*TASK REQUIREMENTS*
In the records below, rewrite everything from the line containing "job: tall tree" down to the line containing "<instances>", putting "polygons" in place of "outlines" and leaving all else unchanged.

--- start SUPPLIED INFORMATION ---

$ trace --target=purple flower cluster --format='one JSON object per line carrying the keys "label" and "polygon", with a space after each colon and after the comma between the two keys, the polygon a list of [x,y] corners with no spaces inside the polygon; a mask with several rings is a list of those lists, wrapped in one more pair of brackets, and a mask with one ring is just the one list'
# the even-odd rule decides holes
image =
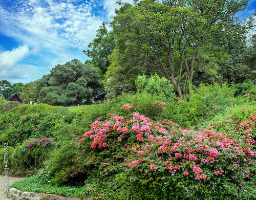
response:
{"label": "purple flower cluster", "polygon": [[41,138],[36,139],[36,140],[32,140],[32,141],[28,142],[27,144],[27,147],[30,149],[33,149],[35,146],[41,146],[45,147],[50,142],[55,139],[55,138],[44,138],[42,136]]}

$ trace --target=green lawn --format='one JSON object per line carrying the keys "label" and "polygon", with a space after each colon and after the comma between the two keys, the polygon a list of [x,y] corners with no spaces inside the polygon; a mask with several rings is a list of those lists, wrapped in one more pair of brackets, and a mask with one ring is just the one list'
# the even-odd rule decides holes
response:
{"label": "green lawn", "polygon": [[75,112],[77,110],[79,110],[81,109],[84,109],[84,108],[89,108],[90,107],[92,107],[92,105],[79,105],[79,106],[70,106],[70,107],[68,107],[68,109],[69,110],[69,111],[72,112]]}

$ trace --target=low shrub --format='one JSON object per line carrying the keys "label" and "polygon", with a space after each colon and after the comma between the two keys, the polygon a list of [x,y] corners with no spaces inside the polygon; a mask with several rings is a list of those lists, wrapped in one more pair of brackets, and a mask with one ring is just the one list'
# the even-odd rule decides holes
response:
{"label": "low shrub", "polygon": [[37,173],[55,148],[55,138],[30,139],[17,146],[9,155],[9,168],[14,175],[28,176]]}
{"label": "low shrub", "polygon": [[246,101],[243,98],[234,98],[234,87],[229,87],[225,83],[221,85],[201,83],[191,91],[188,101],[179,101],[177,113],[180,114],[181,121],[175,121],[186,127],[196,125],[200,127],[204,121],[225,113],[227,107],[242,105]]}

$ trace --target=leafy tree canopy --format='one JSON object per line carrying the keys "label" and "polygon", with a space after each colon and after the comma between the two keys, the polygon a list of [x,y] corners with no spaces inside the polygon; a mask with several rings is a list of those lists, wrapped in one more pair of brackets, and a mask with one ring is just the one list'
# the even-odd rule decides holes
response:
{"label": "leafy tree canopy", "polygon": [[112,53],[115,47],[114,35],[108,31],[106,25],[107,23],[102,24],[97,31],[96,37],[88,45],[90,49],[83,51],[92,59],[94,66],[100,70],[102,77],[110,65],[108,56]]}

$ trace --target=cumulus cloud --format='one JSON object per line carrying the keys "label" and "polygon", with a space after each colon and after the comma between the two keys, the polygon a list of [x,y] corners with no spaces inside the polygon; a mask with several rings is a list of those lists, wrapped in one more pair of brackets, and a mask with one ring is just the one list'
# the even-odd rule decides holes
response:
{"label": "cumulus cloud", "polygon": [[19,47],[11,51],[6,51],[0,54],[0,70],[12,70],[17,62],[30,53],[30,51],[27,45]]}
{"label": "cumulus cloud", "polygon": [[[88,1],[14,2],[17,8],[15,12],[12,7],[0,10],[6,24],[13,25],[2,31],[26,41],[29,46],[40,46],[52,51],[56,46],[84,49],[105,18],[95,14],[93,5]],[[49,47],[51,45],[53,47]]]}

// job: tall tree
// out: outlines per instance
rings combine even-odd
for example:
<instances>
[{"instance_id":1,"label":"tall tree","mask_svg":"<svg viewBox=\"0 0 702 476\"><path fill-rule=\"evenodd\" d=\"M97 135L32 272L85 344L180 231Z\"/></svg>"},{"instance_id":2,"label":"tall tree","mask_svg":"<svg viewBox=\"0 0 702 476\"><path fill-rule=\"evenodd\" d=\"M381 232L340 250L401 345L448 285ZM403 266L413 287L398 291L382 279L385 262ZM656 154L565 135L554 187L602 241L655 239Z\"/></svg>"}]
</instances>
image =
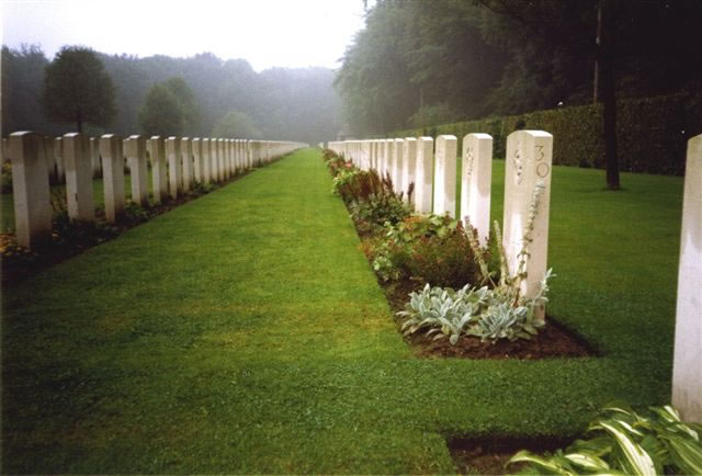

--- end SUPPLIED INFORMATION ---

*OUTPUT FOR THIS EXERCISE*
// job: tall tree
// out: polygons per instance
rings combine even-odd
for example:
<instances>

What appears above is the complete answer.